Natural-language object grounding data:
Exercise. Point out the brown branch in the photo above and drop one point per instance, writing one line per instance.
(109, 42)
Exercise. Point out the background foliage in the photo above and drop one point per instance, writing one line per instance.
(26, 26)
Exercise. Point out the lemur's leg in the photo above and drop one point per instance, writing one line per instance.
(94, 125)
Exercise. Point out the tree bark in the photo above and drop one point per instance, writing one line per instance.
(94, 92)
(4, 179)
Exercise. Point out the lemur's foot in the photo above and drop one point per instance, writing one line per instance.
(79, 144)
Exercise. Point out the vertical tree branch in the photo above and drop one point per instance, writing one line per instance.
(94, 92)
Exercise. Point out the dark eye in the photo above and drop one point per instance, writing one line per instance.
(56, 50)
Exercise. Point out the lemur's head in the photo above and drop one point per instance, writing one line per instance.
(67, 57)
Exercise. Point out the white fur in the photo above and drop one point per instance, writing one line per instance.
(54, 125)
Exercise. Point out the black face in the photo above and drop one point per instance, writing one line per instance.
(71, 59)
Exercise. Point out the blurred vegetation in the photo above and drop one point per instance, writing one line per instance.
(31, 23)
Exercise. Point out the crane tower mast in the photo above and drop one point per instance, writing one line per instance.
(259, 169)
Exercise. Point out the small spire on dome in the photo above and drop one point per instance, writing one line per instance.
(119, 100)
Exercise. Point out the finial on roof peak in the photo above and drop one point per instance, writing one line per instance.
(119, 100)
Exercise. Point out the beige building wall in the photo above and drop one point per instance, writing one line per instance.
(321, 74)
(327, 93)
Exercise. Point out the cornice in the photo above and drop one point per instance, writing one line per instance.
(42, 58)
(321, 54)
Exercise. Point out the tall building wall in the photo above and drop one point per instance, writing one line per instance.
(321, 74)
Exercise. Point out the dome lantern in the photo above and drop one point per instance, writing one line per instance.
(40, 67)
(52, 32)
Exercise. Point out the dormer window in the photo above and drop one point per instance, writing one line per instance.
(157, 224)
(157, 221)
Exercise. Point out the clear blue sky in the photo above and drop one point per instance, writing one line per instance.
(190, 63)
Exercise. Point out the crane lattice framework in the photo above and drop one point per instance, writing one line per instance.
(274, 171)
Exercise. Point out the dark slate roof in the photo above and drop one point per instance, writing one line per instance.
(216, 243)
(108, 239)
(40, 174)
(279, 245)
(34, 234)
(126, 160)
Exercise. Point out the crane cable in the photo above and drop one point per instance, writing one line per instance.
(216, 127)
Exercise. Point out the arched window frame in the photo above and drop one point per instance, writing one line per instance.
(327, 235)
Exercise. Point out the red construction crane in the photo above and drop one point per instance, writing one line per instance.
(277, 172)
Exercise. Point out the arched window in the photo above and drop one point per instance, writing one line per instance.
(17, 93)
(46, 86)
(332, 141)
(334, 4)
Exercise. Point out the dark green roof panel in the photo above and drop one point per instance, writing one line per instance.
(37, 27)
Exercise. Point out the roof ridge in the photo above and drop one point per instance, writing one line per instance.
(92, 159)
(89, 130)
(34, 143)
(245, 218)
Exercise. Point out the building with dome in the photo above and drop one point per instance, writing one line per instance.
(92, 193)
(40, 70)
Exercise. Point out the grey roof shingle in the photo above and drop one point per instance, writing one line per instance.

Exercise instructions - Repeat every line of the data verbatim.

Result -
Exercise. Point out the brown branch in the photo above and drop one point per instance, writing one line per instance.
(109, 42)
Exercise. Point out the background foliage in the photo above and drop one point per instance, writing one line per instance.
(26, 26)
Exercise. Point out the lemur's leg in the photo above and drop one point per instance, writing one line per instance.
(94, 125)
Exercise. Point out the tree bark in the photo above and drop one point per instance, writing one line per instance.
(94, 92)
(4, 179)
Exercise. Point out the lemur's foot in the photo above and drop one point per instance, writing one line per instance.
(79, 144)
Exercise. Point out the vertical tree branch in the photo above and drop one point per instance, writing one line per instance.
(94, 92)
Exercise. Point out the dark eye in the photo above and drop one point per instance, writing one line per instance.
(56, 50)
Exercise. Point out the lemur's head in the photo above and drop one point per instance, writing one line per instance.
(67, 57)
Exercise. Point out the white fur in the photo above and drop one point per instance, writing one line per instance.
(54, 125)
Exercise. Point out the black face in the photo above and drop one point per instance, writing one line per instance.
(71, 59)
Exercise. Point out the blurred vegetation in the photo above and drop one point per instance, writing one line per instance.
(31, 23)
Exercise. Point out the crane tower mast in the photo above and drop one point per instance, writing one line per instance.
(259, 169)
Exercise. Point out the small spire on dome in the photo above and drop one point per instance, writing one line per instance.
(119, 100)
Exercise. Point out the finial on roof peak in the photo above and drop one point per instance, writing one line per instance.
(119, 100)
Exercise. Point out the beige building wall in the photo above and drop one point per instance, writing one line per instance.
(321, 74)
(327, 93)
Exercise. Point out the cornice in the photo above and drop one point per instance, writing one line per instance.
(42, 58)
(321, 54)
Exercise. Point out the tall building wall in the photo above and drop one point per instance, writing one line per instance.
(321, 74)
Exercise. Point out the dome lantern in the photo above and drop one point per instance, writing one line per instance.
(40, 67)
(52, 32)
Exercise. Point out the dormer window in the photo above and drop one point per instance, writing one line per instance.
(157, 224)
(157, 221)
Exercise. Point out the clear blue sky in the photo above and drop one point per instance, writing one line per instance.
(190, 63)
Exercise. Point out the crane lattice framework in the photo above and drop one point per instance, writing one line per instance.
(274, 171)
Exercise. Point out the dark slate roof in the photo above and drop one point per instance, writing one line per instance.
(216, 243)
(108, 239)
(40, 174)
(279, 245)
(34, 234)
(126, 160)
Exercise. Point out the crane cable in the photo above and drop one point per instance, writing one line per instance.
(216, 127)
Exercise. Point out the arched window frame in the photo above and drop one point per instance, writing one line per instance.
(327, 235)
Exercise. Point out the red construction crane in the photo above and drop one point per instance, writing one line per instance.
(277, 172)
Exercise. Point out the arched window in the photo above and drop one point per instance, writing one line per instance.
(17, 93)
(46, 86)
(332, 141)
(334, 4)
Exercise. Point out the dark green roof panel in the photo above and drop one point per instance, writing one line per instance.
(37, 27)
Exercise. Point out the roof ridge in the photo above and drop one point per instance, writing one line per instance.
(92, 159)
(89, 130)
(34, 143)
(245, 218)
Exercise. Point out the building with dome in the photo above and drop one point per instance, writing one line per instance.
(92, 193)
(40, 70)
Exercise. Point out the grey roof shingle in the photo above and drop one point per instance, writing one line per instance.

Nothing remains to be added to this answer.